ASSIGNED TASK: Scan the records below and copy every line that contains the string "table".

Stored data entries
▬▬▬

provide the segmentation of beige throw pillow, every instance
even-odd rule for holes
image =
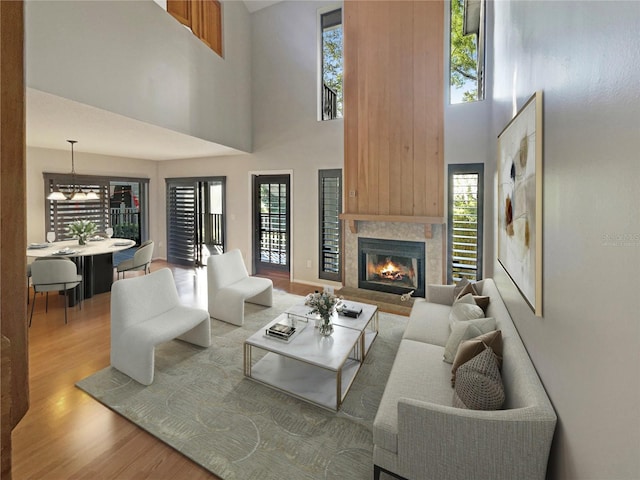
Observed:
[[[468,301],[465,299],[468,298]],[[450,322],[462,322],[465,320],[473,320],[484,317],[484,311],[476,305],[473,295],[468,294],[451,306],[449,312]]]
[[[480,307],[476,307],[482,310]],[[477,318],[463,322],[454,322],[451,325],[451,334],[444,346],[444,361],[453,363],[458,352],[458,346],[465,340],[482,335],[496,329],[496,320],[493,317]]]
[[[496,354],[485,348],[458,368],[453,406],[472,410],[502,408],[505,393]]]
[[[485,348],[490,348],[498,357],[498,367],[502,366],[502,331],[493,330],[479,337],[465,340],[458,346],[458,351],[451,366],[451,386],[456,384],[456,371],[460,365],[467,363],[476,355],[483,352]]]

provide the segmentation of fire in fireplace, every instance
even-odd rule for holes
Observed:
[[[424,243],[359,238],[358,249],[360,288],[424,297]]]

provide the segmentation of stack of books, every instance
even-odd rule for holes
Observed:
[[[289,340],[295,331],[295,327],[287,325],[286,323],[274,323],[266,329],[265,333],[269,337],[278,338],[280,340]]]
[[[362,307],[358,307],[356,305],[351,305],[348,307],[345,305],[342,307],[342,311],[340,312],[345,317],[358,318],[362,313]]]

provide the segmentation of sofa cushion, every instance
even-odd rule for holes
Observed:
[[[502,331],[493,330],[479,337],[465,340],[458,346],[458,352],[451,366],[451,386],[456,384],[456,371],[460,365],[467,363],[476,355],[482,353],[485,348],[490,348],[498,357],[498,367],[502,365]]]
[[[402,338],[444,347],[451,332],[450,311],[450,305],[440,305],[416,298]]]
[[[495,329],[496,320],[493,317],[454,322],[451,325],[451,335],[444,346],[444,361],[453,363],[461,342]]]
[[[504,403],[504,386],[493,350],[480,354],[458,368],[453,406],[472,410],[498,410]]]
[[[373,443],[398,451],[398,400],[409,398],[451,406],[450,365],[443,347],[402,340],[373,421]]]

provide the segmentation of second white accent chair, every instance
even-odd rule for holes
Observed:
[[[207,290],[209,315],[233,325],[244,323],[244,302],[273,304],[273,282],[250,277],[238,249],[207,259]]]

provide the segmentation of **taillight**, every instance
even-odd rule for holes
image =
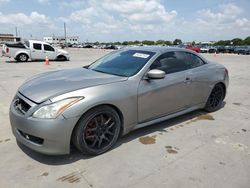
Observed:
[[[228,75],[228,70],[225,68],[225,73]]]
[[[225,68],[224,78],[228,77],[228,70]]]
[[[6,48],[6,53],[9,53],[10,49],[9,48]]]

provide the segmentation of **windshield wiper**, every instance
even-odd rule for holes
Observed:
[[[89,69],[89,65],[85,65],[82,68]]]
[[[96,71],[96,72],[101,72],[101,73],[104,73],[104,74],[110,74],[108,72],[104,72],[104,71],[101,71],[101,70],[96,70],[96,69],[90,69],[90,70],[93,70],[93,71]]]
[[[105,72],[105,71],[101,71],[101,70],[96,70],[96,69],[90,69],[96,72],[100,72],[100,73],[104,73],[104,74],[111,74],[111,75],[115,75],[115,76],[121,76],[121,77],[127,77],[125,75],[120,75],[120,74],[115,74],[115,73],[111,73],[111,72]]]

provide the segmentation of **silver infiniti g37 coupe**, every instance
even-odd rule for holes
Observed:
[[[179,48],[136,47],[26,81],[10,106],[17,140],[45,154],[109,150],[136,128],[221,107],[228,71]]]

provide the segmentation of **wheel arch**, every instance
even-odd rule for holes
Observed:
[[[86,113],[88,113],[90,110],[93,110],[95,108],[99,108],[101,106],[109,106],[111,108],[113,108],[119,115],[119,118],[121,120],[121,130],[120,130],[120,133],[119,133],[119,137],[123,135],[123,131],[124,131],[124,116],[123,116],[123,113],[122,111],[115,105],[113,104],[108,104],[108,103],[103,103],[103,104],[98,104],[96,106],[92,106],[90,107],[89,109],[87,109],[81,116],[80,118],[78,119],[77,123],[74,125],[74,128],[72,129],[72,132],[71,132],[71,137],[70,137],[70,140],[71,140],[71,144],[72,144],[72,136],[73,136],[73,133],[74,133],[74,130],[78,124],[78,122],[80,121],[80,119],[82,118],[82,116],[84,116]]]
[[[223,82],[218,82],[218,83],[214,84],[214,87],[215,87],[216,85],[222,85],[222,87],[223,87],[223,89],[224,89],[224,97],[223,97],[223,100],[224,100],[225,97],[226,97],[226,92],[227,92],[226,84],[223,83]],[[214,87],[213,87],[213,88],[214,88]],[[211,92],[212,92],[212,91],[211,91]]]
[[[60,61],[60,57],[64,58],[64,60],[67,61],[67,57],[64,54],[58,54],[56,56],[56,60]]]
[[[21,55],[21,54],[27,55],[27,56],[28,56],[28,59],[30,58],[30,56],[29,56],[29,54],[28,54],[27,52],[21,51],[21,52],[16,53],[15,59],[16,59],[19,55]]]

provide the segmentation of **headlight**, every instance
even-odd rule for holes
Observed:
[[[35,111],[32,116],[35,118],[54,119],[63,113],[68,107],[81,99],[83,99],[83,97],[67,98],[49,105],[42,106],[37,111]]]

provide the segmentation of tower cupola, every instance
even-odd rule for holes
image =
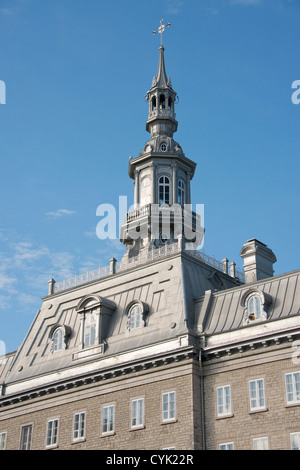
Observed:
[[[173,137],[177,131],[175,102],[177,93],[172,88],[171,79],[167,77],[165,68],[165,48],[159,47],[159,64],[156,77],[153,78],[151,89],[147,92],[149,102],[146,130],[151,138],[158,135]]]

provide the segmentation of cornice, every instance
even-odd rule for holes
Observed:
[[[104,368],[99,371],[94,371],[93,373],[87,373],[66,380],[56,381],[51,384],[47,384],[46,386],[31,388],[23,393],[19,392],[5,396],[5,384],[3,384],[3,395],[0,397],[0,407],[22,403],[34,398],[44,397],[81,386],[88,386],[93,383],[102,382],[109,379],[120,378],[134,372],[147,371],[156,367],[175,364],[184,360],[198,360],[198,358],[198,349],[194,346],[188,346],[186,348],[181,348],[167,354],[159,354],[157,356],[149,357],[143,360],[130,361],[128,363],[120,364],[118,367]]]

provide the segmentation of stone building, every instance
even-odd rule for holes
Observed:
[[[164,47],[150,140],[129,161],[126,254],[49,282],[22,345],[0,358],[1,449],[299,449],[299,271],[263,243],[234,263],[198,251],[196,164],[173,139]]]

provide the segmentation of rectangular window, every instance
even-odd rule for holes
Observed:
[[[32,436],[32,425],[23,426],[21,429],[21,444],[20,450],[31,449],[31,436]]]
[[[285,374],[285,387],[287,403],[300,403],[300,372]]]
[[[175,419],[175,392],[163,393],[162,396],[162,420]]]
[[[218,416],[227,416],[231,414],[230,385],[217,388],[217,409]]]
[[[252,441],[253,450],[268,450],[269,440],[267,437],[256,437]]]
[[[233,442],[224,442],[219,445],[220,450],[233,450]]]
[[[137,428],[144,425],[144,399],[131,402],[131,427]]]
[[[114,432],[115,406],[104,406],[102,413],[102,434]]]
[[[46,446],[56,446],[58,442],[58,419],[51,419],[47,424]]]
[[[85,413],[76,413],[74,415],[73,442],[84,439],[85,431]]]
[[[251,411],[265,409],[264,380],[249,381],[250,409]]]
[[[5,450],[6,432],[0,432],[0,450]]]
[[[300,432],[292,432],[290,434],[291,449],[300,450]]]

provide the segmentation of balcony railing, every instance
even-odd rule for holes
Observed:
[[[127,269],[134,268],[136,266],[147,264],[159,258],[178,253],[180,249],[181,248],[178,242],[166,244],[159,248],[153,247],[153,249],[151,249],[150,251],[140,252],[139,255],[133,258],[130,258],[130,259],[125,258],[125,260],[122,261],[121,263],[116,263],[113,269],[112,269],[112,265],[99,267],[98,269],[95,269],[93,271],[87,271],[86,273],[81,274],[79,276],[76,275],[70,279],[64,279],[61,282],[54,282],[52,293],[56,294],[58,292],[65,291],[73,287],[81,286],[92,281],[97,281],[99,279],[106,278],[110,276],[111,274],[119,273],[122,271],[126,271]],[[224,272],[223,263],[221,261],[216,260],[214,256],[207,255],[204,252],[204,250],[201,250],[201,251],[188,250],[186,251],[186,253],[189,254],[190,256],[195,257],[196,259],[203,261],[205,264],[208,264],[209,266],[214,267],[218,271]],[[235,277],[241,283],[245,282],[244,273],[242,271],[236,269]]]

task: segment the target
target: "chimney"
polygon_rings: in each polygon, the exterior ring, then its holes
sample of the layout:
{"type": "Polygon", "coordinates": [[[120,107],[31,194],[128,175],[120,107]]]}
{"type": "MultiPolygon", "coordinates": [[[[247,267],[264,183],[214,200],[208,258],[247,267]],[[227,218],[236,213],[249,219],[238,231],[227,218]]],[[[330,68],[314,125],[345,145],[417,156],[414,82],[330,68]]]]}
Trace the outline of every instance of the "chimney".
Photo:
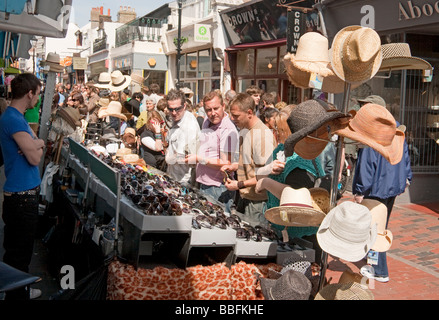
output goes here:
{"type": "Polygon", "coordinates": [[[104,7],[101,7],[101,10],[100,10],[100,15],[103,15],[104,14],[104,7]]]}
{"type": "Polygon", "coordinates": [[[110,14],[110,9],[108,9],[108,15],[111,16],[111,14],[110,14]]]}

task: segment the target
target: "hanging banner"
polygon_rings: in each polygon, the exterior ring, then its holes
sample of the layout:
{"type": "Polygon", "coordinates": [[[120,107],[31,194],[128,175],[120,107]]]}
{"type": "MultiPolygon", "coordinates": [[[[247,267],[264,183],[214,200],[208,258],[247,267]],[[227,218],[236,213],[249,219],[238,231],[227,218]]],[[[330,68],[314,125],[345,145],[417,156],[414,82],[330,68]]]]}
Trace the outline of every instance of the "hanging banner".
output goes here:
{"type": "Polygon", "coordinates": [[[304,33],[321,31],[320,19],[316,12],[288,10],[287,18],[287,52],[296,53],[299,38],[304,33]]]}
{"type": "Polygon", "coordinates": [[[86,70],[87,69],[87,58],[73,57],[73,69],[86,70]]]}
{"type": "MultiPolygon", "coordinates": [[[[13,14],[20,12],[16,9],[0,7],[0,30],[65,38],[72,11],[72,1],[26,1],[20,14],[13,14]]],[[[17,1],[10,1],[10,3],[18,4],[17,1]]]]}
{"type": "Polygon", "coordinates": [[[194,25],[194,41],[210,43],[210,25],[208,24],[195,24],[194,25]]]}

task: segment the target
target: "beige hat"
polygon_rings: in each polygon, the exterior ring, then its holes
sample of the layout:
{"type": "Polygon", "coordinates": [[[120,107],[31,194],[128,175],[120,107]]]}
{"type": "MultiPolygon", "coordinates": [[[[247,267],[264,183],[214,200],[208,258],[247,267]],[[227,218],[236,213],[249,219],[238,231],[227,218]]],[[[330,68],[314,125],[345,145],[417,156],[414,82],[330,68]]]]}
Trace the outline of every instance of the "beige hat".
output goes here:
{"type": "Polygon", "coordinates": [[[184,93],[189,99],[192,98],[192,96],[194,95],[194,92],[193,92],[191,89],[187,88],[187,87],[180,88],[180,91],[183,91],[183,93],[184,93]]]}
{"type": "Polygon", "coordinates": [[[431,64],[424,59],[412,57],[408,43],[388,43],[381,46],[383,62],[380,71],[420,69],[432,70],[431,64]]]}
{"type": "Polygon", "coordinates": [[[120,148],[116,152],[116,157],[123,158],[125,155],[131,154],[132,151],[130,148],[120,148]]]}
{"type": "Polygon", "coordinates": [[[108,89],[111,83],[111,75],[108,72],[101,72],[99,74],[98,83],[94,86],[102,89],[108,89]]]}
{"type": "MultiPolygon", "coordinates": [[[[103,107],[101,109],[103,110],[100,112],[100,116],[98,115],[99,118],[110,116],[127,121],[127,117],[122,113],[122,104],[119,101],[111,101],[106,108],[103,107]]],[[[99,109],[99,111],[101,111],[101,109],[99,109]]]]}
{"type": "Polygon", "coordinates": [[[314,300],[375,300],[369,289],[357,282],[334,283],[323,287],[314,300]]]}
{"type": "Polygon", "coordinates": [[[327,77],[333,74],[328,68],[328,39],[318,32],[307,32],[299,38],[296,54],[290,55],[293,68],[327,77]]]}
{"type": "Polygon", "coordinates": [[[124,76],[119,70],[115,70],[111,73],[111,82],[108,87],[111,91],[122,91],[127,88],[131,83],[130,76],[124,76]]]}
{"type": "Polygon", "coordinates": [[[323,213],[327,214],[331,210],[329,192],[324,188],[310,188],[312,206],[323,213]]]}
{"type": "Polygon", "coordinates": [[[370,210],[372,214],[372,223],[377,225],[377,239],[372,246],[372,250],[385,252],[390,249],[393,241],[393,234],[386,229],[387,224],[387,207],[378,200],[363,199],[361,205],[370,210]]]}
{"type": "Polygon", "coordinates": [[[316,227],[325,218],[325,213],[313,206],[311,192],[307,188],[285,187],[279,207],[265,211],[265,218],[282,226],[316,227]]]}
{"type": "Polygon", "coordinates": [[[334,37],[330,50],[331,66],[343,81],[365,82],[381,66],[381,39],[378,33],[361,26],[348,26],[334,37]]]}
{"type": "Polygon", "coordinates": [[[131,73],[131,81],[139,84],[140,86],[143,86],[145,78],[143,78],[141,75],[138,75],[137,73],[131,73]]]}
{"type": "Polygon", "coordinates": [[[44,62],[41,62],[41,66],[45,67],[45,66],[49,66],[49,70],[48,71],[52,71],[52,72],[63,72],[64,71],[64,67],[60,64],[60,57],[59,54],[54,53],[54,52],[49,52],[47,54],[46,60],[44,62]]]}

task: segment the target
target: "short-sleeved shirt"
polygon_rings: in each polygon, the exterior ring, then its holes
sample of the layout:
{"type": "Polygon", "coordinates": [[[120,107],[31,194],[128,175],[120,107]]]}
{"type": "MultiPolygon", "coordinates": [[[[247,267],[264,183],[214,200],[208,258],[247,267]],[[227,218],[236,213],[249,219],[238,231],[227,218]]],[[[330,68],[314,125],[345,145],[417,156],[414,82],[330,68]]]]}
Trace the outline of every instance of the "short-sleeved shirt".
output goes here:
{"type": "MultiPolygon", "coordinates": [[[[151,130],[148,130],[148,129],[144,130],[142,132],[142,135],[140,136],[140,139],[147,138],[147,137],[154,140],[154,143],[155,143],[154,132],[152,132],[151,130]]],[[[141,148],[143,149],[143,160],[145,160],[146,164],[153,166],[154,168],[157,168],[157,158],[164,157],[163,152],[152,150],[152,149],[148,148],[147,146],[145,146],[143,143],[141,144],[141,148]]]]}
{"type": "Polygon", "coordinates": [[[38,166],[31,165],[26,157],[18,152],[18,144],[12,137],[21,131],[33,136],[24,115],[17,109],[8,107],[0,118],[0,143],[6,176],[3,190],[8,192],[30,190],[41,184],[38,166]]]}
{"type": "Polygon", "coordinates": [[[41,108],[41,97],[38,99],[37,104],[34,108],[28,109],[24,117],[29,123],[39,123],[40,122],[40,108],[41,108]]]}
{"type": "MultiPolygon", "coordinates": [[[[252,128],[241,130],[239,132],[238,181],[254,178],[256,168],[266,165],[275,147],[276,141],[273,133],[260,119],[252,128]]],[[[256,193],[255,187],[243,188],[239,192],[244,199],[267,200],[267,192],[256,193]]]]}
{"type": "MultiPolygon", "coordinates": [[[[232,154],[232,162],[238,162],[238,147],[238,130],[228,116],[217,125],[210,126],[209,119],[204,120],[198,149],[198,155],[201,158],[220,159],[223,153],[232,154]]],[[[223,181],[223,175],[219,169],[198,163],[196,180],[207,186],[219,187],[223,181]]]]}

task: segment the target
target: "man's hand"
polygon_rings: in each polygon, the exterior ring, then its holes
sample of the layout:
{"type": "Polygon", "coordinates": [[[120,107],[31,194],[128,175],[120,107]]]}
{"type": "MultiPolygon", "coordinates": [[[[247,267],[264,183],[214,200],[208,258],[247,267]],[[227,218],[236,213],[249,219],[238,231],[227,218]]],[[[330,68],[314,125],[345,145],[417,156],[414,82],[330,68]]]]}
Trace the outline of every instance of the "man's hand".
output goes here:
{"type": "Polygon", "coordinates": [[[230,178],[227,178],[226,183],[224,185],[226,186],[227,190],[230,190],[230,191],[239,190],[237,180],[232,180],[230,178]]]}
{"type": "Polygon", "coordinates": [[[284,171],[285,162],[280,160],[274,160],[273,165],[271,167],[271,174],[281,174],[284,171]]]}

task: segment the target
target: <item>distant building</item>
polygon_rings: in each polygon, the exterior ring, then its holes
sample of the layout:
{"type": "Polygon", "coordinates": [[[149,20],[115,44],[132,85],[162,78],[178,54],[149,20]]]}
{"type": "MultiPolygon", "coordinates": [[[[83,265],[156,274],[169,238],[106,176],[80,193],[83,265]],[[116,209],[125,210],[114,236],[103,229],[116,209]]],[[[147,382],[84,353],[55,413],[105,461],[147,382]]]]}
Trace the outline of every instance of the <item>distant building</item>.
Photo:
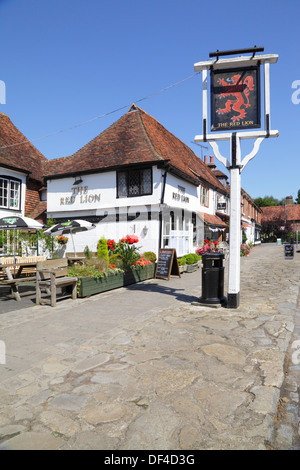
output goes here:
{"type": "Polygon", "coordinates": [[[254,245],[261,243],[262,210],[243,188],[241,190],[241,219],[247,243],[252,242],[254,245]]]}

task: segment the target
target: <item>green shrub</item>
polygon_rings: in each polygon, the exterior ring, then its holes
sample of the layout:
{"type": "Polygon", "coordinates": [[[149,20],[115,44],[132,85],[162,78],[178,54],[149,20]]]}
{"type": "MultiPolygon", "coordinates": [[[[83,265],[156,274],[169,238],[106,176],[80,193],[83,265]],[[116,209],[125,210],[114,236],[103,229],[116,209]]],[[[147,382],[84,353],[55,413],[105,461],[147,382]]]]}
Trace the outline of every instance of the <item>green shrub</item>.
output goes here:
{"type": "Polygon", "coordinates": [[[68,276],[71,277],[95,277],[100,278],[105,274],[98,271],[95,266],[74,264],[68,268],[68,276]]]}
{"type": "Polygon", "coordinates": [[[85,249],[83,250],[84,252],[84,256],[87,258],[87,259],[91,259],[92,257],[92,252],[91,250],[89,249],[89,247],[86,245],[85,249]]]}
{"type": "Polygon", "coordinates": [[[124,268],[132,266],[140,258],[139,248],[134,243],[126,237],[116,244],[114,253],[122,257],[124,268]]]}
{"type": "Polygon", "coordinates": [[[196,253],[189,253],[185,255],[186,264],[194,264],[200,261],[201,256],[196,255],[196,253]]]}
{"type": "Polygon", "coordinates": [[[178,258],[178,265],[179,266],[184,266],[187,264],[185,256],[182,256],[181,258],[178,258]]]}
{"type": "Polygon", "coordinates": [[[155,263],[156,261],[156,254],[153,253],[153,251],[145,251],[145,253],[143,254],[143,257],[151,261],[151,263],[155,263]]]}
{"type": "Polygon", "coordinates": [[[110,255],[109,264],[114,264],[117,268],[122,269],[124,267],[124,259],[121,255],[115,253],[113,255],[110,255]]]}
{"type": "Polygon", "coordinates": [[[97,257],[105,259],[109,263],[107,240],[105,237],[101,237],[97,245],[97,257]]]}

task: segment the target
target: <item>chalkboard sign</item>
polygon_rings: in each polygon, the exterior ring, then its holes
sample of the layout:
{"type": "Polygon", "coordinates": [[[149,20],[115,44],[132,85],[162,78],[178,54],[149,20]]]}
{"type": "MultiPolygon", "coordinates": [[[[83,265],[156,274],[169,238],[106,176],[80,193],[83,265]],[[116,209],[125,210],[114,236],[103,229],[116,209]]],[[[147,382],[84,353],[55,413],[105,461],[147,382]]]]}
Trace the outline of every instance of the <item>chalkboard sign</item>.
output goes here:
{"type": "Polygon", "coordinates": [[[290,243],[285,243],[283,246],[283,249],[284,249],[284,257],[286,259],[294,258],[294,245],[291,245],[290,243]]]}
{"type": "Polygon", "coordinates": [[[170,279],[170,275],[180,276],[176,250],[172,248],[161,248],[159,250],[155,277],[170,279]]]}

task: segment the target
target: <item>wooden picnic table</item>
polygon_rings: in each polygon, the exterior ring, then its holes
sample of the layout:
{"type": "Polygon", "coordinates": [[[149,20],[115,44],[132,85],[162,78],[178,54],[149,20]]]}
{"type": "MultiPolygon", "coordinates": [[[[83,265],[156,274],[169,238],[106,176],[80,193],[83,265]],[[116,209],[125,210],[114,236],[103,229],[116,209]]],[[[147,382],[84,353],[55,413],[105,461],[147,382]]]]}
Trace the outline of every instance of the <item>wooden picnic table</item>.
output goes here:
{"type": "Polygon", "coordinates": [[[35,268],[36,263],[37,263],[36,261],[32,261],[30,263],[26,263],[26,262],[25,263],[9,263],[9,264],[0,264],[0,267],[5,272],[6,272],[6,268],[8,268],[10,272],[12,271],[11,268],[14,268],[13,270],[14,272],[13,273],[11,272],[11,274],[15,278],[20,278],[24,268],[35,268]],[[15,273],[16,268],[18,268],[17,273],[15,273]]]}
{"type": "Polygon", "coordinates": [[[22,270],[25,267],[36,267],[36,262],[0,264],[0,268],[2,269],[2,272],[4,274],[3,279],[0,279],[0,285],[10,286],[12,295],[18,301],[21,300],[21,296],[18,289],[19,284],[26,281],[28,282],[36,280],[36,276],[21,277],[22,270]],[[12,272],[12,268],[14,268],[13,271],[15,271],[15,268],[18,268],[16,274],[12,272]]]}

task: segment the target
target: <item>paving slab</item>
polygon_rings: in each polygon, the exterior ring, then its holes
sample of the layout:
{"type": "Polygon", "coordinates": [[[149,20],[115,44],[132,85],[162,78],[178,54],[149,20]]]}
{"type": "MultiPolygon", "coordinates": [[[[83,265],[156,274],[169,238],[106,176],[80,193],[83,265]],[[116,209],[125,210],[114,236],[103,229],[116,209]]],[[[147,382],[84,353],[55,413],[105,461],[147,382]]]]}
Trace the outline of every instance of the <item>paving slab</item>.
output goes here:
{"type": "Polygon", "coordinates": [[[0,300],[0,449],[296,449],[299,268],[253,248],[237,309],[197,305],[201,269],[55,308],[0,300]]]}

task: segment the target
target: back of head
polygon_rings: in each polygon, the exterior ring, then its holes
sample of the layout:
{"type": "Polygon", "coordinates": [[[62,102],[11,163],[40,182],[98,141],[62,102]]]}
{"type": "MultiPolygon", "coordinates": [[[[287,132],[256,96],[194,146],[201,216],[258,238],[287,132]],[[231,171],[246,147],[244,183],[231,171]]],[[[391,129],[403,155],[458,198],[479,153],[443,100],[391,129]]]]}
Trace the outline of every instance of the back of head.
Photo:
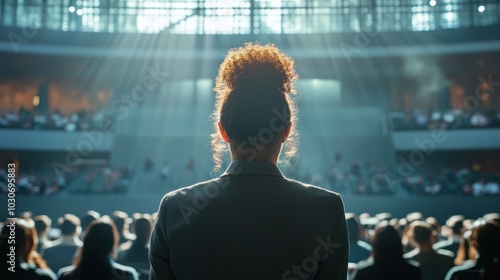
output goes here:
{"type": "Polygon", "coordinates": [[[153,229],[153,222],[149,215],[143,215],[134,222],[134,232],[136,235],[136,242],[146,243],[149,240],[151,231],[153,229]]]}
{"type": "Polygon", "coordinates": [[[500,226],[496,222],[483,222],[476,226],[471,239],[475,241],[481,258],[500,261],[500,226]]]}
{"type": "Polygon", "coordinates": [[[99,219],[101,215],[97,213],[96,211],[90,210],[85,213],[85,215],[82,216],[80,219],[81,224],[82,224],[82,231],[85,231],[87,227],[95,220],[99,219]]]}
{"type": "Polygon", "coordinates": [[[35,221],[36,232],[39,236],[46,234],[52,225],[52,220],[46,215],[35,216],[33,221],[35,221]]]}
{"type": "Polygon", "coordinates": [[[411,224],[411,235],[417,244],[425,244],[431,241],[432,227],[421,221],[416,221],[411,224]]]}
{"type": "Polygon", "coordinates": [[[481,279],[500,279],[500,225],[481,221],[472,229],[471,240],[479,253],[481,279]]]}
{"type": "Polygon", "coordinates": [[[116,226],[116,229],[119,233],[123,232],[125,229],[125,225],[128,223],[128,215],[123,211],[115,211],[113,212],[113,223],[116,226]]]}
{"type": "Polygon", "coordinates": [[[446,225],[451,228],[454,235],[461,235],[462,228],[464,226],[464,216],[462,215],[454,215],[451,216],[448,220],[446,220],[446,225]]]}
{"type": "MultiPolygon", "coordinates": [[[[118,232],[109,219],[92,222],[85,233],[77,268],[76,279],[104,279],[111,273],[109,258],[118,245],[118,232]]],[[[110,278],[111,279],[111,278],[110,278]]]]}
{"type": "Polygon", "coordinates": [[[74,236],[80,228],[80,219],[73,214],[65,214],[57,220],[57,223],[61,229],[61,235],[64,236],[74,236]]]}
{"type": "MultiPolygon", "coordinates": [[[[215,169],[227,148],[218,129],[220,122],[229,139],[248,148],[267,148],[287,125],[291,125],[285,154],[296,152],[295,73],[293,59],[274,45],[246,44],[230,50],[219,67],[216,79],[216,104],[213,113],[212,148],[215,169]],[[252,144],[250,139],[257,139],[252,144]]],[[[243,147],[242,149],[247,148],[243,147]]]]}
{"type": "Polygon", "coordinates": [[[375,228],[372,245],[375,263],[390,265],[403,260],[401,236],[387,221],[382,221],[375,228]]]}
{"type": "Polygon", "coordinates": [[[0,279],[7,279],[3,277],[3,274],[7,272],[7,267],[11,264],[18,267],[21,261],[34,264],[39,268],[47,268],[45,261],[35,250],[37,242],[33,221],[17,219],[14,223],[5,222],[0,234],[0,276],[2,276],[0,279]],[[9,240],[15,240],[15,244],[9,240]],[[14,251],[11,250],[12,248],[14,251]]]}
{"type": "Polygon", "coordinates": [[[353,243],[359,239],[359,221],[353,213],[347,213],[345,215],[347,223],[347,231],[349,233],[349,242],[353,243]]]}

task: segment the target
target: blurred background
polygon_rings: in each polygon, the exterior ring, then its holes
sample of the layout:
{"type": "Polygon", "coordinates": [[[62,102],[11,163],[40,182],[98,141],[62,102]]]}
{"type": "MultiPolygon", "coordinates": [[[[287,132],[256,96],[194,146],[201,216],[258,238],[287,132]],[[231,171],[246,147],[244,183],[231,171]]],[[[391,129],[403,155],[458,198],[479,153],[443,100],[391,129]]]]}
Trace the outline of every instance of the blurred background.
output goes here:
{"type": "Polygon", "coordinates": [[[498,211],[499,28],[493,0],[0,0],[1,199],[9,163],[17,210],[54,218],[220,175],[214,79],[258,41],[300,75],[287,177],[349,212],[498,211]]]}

▬▬▬

COMPLETED TASK:
target: <item>wooden picnic table</item>
Trace the outline of every instance of the <item>wooden picnic table</item>.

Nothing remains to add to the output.